_Excerpted passage_.
Thread: Hypothetical suggestions for planner, indexing improvement

Hypothetical suggestions for planner, indexing improvement

From
Josh Berkus
Date:
Folks,

An area in which postgresql planner & indexing could be improved have occurred
to me over the last week.    I'd like to share this ideas with you in case it
is worthy of the todo list.

Please excuse me if this issue is already dealt with in CVS; I've been unable
to keep up completely on HACKERS lately.   Please also excuse me if this
issue has been discussed and was tabled due to some theoretical limitation,
such as x^n scaling problems

THE IDEA:  The planner should keep statistics on the correlation of foreign
keys and apply them to the expected row counts for EXISTS clause limitations,
and possibly for other query types as well.

To illustrate:
Database "calendar" has two tables, events and event_days.
Event_days has FK on column event_id to parent table Events.
There is at lease one record in event_days for each record in events, and the
average parent-child relationship is 1 event -> 1.15 event_days records.

This query:
SELECT events.* FROM events
WHERE EXISTS (SELECT event_id FROM event_days
    WHERE event_day BETWEEN '2003-04-08' AND '2003-05-18');

Currently, (in 7.2.4 and 7.3.1) the planner makes the assumption that the
above EXISTS restriction will only filter events by 50% and makes other join
and execution plans accordingly.   In fact, it filters events by 96% and the
ideal execution plan should be quite different.

It would be really keen if planner statistics could be expanded to include
correlation on foriegn keys in order to make more intelligent planner
decisions on the above type of query possible.

Thanks for your attention!


--
-Josh Berkus
 Aglio Database Solutions
 San Francisco


Re: Hypothetical suggestions for planner, indexing improvement

From
Tom Lane
Date:
Josh Berkus <josh@agliodbs.com> writes:
> THE IDEA:  The planner should keep statistics on the correlation of foreign
> keys and apply them to the expected row counts for EXISTS clause limitations,
> and possibly for other query types as well.

It's a thought.  Keeping complete cross-column correlation stats (for
every combination of columns in the DB) is obviously out of the
question.  If you're gonna do it you need a heuristic to tell you which
combinations of columns are worth keeping track of --- and foreign-key
relationships seem like a reasonable guide to the interesting
combinations.

I'm not sure about the long-term usefulness of optimizing EXISTS per se.
Seems to me that a lot of the present uses of EXISTS are workarounds
for Postgres' historic mistreatment of IN ... which we've attacked more
directly for 7.4.  But cross-column correlations are certainly useful
for estimating join sizes in general.

_Written exercise_.
Reproduce the planner thread word for word from "An area in which" to "the todo list.". Rely only on the planner thread above.

_Provided data_.

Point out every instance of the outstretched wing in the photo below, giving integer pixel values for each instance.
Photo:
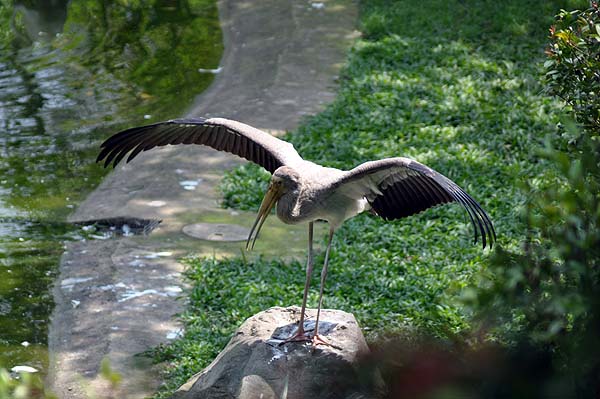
(221, 134)
(400, 187)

_Solution to the exercise_.
An area in which postgresql planner & indexing could be improved have occurred
to me over the last week.    I'd like to share this ideas with you in case it
is worthy of the todo list.